*Excerpted data*:
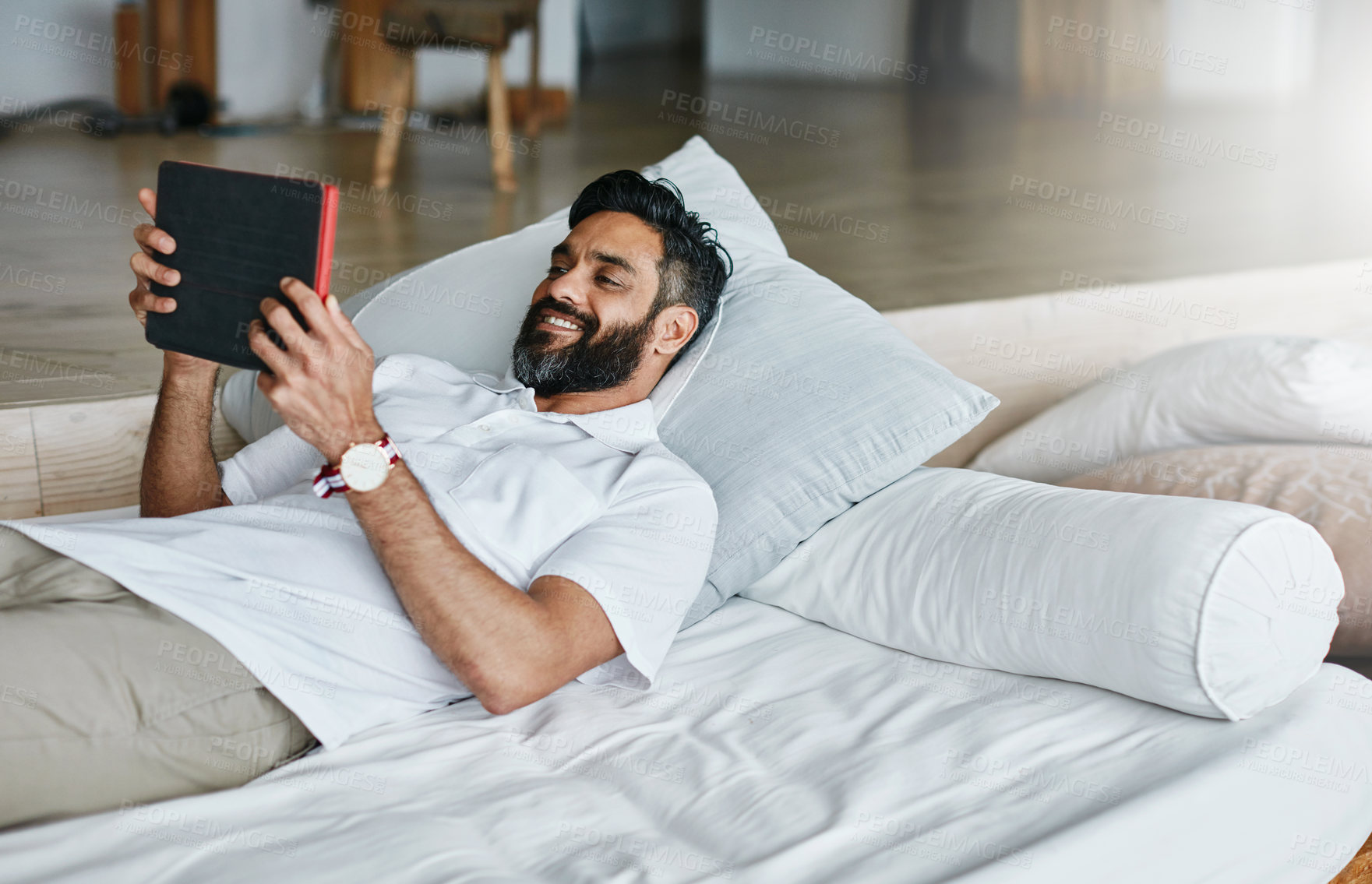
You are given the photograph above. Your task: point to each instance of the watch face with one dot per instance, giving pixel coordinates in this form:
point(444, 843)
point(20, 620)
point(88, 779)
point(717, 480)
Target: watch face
point(364, 467)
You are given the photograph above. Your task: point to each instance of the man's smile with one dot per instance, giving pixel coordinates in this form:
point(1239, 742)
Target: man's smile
point(559, 321)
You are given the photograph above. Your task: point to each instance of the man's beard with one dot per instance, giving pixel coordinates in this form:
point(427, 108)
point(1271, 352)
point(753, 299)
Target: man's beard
point(585, 365)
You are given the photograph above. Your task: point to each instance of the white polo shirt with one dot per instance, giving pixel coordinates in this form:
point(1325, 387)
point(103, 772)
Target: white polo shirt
point(291, 587)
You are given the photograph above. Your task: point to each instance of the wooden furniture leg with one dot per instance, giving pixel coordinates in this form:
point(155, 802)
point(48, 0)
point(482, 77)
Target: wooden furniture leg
point(499, 125)
point(531, 121)
point(394, 107)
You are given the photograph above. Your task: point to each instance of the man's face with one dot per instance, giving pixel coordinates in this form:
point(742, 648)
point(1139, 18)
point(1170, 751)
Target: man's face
point(602, 281)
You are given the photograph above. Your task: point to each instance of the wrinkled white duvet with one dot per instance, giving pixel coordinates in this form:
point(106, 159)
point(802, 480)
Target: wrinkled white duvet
point(778, 750)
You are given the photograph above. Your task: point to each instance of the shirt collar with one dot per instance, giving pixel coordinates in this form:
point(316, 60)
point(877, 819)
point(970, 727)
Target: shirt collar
point(629, 428)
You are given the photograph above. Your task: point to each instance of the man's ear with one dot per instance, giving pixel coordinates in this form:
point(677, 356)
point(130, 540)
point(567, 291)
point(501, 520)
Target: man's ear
point(675, 326)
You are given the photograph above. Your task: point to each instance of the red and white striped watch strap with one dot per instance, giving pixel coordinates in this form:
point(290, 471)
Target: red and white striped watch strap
point(330, 479)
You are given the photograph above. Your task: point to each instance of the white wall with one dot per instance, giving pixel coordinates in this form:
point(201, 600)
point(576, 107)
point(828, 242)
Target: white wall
point(270, 57)
point(1268, 48)
point(735, 36)
point(634, 25)
point(993, 40)
point(40, 74)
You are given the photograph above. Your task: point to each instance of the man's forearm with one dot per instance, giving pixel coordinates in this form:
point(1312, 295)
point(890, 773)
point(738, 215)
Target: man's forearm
point(488, 632)
point(178, 472)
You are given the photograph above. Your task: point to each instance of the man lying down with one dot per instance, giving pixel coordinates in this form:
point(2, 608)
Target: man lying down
point(413, 536)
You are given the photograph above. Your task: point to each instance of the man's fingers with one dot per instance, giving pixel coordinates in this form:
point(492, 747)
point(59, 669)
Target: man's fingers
point(263, 344)
point(344, 325)
point(312, 308)
point(147, 269)
point(146, 301)
point(149, 198)
point(154, 239)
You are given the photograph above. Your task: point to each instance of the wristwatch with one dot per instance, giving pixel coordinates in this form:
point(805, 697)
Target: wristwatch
point(364, 467)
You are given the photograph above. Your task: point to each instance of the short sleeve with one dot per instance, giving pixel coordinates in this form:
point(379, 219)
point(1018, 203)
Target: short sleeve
point(644, 561)
point(268, 467)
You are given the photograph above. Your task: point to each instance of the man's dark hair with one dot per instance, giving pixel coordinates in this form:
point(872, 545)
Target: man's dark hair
point(690, 270)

*Prompt*:
Set down only the lines above that fall between the line holding "Target: man's face" and the line holding "point(59, 669)", inclusive, keeping each exact.

*Exercise response*:
Target: man's face
point(602, 281)
You are given the photograph above. Your task: point to each instance of the wrinkled white duvet with one dot per instance, giving pixel coordinates in this form:
point(106, 159)
point(802, 480)
Target: wrinkled white duvet
point(778, 750)
You are given the photograph above. Your task: point to each instance of the shirt collar with one dot per instance, giving pixel coordinates in this form:
point(316, 60)
point(877, 819)
point(970, 727)
Target: shirt collar
point(629, 428)
You are given the photograph above. Your task: point to each instance of the man's ear with one dot per instance, giving pixel coordinates in this form:
point(677, 356)
point(130, 540)
point(567, 291)
point(501, 520)
Target: man's ear
point(675, 326)
You are given the photograph above. Your task: point to each instance of the red and white striped watch strap with one dot per instance, giving pixel coordinates in this form:
point(290, 471)
Target: red and white striped watch strap
point(330, 479)
You are given the photograph above. Your task: point to each instance of the white wall with one dot per instance, giving pixel coordinates in this form:
point(201, 600)
point(576, 107)
point(828, 242)
Target: white wall
point(270, 57)
point(1268, 48)
point(735, 36)
point(634, 25)
point(993, 40)
point(40, 74)
You are given the photograph above. Your task: point to each instance of the man's forearm with one dot per instance, giving pixel coordinates in this form:
point(1312, 295)
point(890, 773)
point(738, 215)
Target: man's forearm
point(488, 632)
point(178, 472)
You are given the photograph above. Your task: point to each instance of the man lying down with one dot per instance, giving pixel coordinates in this form:
point(2, 608)
Target: man lying down
point(413, 536)
You are given the photograph above. Your task: point to each instance of the man's fingers with one dot per instance, giving pixel coordinates in this form:
point(492, 747)
point(59, 669)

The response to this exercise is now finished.